The International Committee of Medical Journal Editors, which represents such prestigious publications as The Lancet, the Journal of the American Medical Association and the New England Journal of Medicine, has reiterated calls for a clinical trial, which would increase transparency.

Last September, the ICMJE said it would stop publishing trial results unless the data were included on a public database [[10/09/04b]], saying that a registry is the best way to thank the thousands of trial participants who “deserve to know that the information that accrues from their altruism is part of the public record, where it is available to guide decisions about patient care, and deserve to know that decisions about their care rest on all of the evidence, not just the trials that authors decided to report and that journal editors decided to publish.”

The ICMJE notes that it is moving closer to its goal but, as the July 1 deadline for trial registration fast approaches, it has provided the answers to many of the questions it feels trial authors and sponsors are asking, so that they understand the requirements. It has produced a list of 20 standard trial disclosures, including the medical condition being studied, who is funding the research, and the total number of subjects the investigators plan to enroll. The purpose of a clinical trials registry, the committee says, “is to promote the public good by ensuring that everyone can find key information about every clinical trial whose principal aim is to shape medical decision-making.”

* RAW DATA:

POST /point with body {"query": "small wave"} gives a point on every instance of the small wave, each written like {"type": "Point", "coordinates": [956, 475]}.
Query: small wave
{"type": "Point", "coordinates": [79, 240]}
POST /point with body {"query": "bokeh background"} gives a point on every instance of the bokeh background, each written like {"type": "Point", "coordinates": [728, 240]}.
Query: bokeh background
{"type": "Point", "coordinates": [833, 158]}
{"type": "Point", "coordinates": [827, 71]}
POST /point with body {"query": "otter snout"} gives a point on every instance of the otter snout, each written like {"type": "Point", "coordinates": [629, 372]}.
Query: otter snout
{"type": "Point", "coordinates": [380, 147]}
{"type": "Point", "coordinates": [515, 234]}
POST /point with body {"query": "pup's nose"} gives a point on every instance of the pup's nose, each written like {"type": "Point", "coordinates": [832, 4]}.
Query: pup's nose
---
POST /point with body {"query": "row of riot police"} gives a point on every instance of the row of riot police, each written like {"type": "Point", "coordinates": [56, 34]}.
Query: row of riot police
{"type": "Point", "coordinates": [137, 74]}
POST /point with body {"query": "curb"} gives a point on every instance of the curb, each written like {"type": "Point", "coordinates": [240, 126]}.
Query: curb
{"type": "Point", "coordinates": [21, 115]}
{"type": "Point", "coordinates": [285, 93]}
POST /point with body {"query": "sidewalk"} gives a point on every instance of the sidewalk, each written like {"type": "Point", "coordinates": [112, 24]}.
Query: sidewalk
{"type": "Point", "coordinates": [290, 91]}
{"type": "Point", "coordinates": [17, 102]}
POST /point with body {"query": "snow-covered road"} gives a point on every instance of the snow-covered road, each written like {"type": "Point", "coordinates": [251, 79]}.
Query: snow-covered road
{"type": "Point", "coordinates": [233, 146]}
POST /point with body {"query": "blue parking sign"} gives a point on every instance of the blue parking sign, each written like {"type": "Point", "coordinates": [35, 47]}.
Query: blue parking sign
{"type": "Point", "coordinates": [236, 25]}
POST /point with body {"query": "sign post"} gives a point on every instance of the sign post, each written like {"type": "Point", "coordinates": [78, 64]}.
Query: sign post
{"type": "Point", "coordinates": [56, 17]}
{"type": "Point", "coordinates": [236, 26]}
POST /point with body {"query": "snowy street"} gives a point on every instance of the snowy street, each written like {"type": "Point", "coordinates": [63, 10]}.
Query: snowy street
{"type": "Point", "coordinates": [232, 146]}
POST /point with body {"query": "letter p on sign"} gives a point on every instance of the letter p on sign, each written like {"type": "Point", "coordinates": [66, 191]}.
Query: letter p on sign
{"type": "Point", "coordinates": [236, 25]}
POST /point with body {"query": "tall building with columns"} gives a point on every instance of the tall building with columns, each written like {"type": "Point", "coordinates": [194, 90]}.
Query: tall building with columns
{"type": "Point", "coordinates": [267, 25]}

* EXERCISE INSTRUCTIONS: Continue the passage on the medical journal editors' push for clinical trial registration, picking up after its final sentence.

* ANSWER BOX:
Each journal editor will decide on a case-by-case basis about reviewing unregistered trials in this category, but authors whose trial is unregistered will have to convince the editor that they had a sound rationale when they decided not to register their trial. The ICMJE will maintain this policy for the next two years before conducting a review.

The issue of disclosing clinical trial data was thrust into the spotlight last summer after New York Attorney General, Eliot Spitzer, filed a lawsuit against GlaxoSmithKline, alleging that the UK behemoth had suppressed negative results showing its antidepressant Paxil (paroxetine) was linked to an increased risk of suicidal thoughts and acts in children and adolescents [[03/06/04a]]. The global pharmaceutical industry has pledged to set up a worldwide clinical trials register in a bid to reassure patients about drug safety in the wake of the furore that has arisen over the issue [[07/01/05a]], while certain individual pharmaceutical companies have already established their own databases [[02/09/04a]], [[06/09/04e]], [[10/02/05d]], [[04/08/04b]], [[24/01/05a]].